What to work on
A – According to the excerpt on U.K. gardening leave provisions, by what two means have U.K. courts generally enforced those provisions?
B – Carry on the excerpt about U.K. gardening leave provisions, picking up right after its final sentence.

Excerpted text
============================================================
However, once either party overreaches, the bargain of certainty and predictability is lost, and the courts are liable to step in with their own vision of what is just and fair in a given fact pattern.  U.K. courts have generally enforced gardening leave provisions with both injunctions against prohibited employee conduct and by upholding the employer’s right to withhold contractual compensation in the event of a material breach by the employee.  A typical U.K. Service Agreement for investment fund professionals and managers uses a fairly broad language for its anti-poaching clause of the garden leave provisions, such as:

“The Employee covenants with the Company that the Employee will not directly or indirectly on Employee’s own account or on behalf of or in conjunction with any person for a period of __ months after the Termination Date induce or attempt to induce any employee to whom this paragraph applies to leave the employment of the Company (whether or not this would be a breach of contract by such employee).”
============================================================
Recorded data
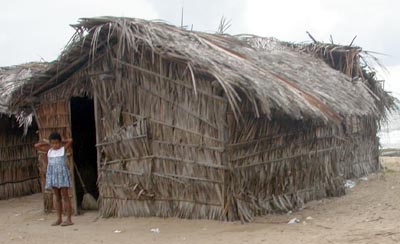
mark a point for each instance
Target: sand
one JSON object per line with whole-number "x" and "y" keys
============================================================
Task-by-task answers
A – They have issued injunctions against prohibited employee conduct and upheld the employer's right to withhold contractual compensation when the employee commits a material breach.

B –
It may also be possible to use more specific language prohibiting any contact by the employee who gave termination notice with any of the employer’s employees, directors, officers, investors, customers, suppliers, and service providers, re-defining the employee’s duties and obligations and so on.  It is unknown at this point whether the BlueBay employment agreement in question contained such language, but conceivably even the less-specific language reproduced above may subject the former employee to liability when sufficient evidence is introduced as to his or her attempts to poach the company’s employees or to violate the no-contact provisions of the contract.  What is clear is that any employee who voluntarily signs a contract with such provisions should steer clear of the employer’s business and employees until the gardening leave is over to protect his or her entitlement to deferred compensation and to avoid litigation.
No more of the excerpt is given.